■ Problem description
How many lines in the items below contain the word "that"? Reply with the number alone.

— START OF Entries shown —

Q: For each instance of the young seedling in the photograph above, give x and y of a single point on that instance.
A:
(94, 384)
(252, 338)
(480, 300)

— END OF Entries shown —
— START OF Entries shown —

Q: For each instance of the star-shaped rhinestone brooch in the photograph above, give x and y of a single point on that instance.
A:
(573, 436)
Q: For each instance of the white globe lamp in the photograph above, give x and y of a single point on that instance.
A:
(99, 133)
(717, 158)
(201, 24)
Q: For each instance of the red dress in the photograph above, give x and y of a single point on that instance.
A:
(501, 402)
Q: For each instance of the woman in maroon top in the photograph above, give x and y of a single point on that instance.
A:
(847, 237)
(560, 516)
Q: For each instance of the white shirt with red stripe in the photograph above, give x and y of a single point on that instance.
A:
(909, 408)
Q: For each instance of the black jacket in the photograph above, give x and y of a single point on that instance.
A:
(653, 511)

— END OF Entries shown —
— START OF Entries shown —

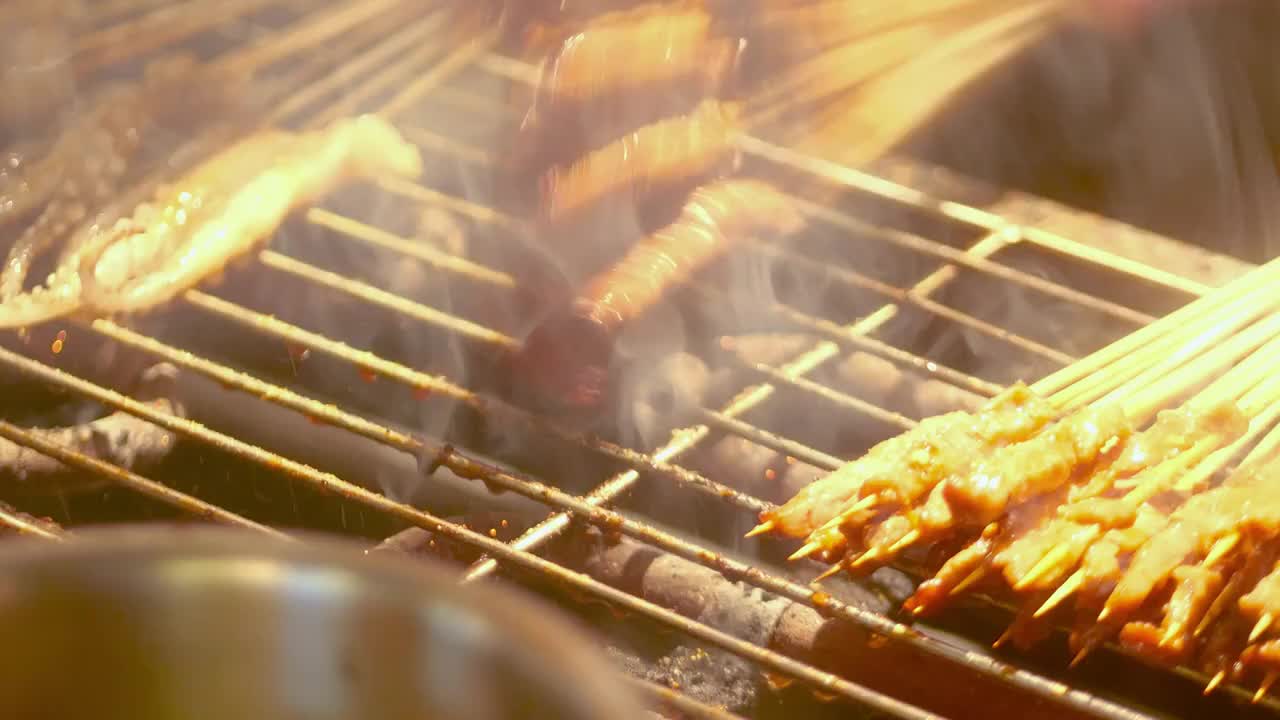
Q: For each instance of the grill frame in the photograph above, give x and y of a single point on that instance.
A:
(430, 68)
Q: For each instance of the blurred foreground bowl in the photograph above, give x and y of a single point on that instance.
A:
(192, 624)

— END OF Entries shown —

■ Full output
9